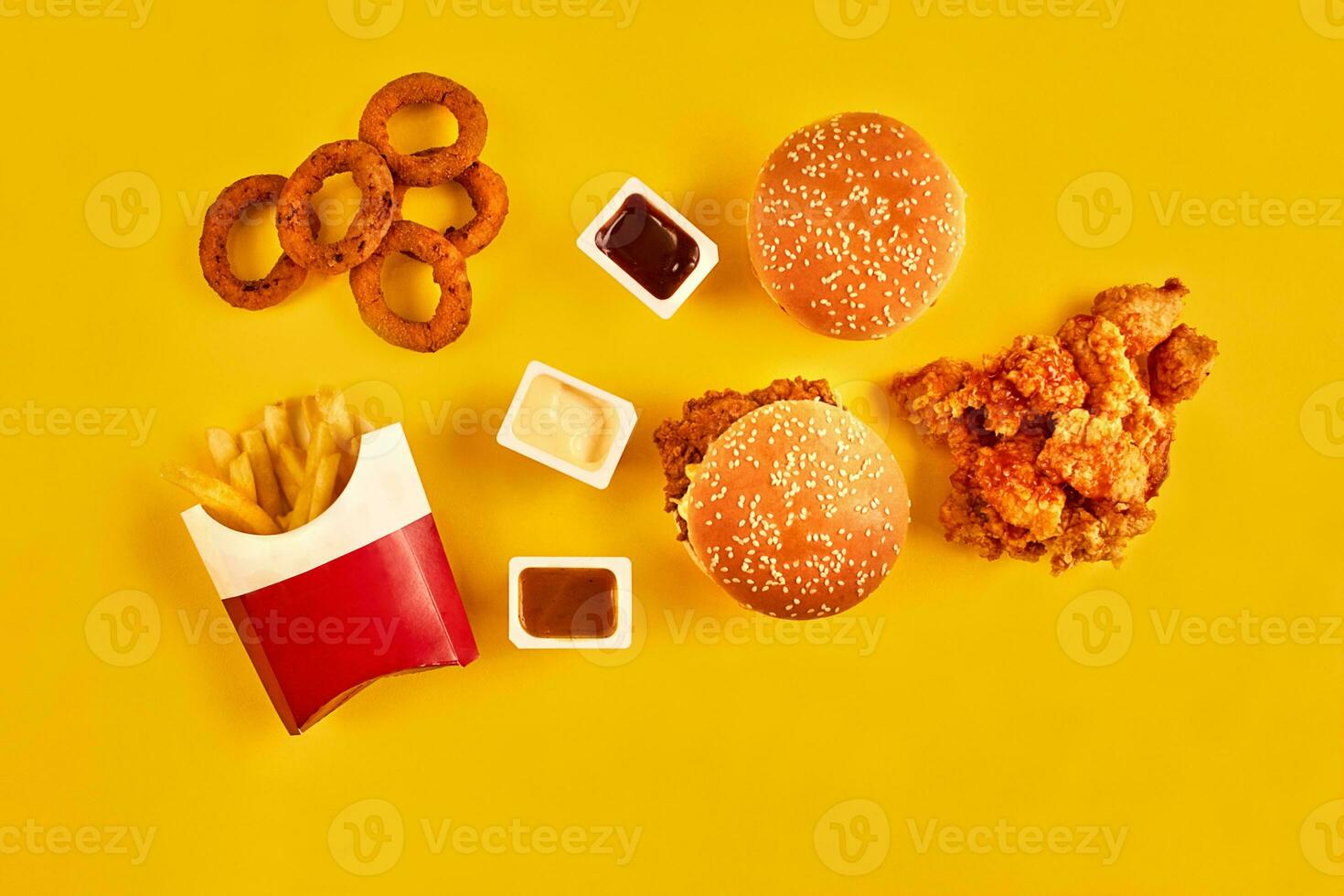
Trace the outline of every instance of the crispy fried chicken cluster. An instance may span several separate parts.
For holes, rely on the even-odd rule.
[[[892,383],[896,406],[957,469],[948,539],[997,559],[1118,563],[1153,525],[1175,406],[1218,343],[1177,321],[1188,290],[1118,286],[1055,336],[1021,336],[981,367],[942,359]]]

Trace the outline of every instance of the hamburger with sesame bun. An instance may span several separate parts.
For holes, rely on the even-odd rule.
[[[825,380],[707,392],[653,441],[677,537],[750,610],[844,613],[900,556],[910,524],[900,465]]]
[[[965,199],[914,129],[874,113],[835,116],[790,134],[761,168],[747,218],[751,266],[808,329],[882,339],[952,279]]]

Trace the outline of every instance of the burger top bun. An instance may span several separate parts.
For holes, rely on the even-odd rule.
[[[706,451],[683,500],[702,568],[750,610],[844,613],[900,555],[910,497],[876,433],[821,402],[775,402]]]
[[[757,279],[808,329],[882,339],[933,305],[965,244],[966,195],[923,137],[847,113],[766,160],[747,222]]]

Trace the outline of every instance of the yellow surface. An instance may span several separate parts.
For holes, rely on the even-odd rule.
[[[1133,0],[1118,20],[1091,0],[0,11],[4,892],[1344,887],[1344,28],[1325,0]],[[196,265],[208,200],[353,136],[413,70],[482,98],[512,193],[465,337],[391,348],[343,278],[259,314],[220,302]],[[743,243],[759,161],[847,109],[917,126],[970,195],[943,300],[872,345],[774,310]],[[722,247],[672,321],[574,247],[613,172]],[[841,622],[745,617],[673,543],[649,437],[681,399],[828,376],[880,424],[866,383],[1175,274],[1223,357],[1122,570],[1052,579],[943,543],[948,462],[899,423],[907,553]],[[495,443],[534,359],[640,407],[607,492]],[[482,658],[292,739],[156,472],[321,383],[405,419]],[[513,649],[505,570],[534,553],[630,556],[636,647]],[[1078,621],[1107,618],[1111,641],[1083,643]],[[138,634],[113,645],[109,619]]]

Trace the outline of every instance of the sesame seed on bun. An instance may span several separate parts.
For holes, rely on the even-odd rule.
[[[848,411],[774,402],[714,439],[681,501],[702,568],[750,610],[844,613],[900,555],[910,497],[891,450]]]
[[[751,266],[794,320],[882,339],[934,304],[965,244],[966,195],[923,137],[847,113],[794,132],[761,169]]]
▬▬▬▬▬▬▬▬▬▬
» **REQUIRED TASK**
Make an exact copy of every line from the one with "Trace the outline of every instance of the burger" to the end of the data, with the first and last of those lines included.

» **RESULT OF THIS EXERCISE**
Trace the outline of every instance of the burger top bun. An instance may span several separate parts.
For holes, rely on the even-odd rule.
[[[706,451],[683,500],[702,568],[750,610],[844,613],[900,555],[910,497],[876,433],[821,402],[775,402]]]
[[[757,279],[808,329],[882,339],[933,305],[965,244],[966,195],[923,137],[847,113],[766,160],[747,222]]]

Trace the outline of every instance of the yellow surface. An instance may span several separate parts.
For holes, rely on the even-odd rule.
[[[1133,0],[1118,20],[1091,0],[0,11],[4,892],[1344,887],[1344,28],[1325,0]],[[196,265],[208,200],[353,136],[413,70],[482,98],[512,193],[465,337],[391,348],[343,278],[259,314],[220,302]],[[743,243],[759,161],[847,109],[917,126],[970,195],[943,300],[872,345],[774,310]],[[722,247],[672,321],[574,247],[613,172]],[[841,622],[745,617],[673,543],[649,437],[681,399],[828,376],[880,424],[866,383],[1175,274],[1223,357],[1122,570],[1052,579],[943,543],[948,462],[899,423],[907,553]],[[495,443],[534,359],[640,407],[607,492]],[[482,658],[292,739],[156,472],[321,383],[405,419]],[[513,649],[505,570],[534,553],[630,556],[636,647]],[[1078,621],[1107,618],[1111,641],[1083,643]],[[138,634],[113,645],[109,619]]]

Trace the outline of every instance of the sesame seed on bun. An instance may span several separate parts.
For holes, rely on the even-odd rule.
[[[848,411],[774,402],[714,439],[681,501],[702,568],[750,610],[844,613],[900,555],[910,497],[891,450]]]
[[[751,266],[794,320],[882,339],[934,304],[965,244],[966,195],[923,137],[847,113],[794,132],[761,169]]]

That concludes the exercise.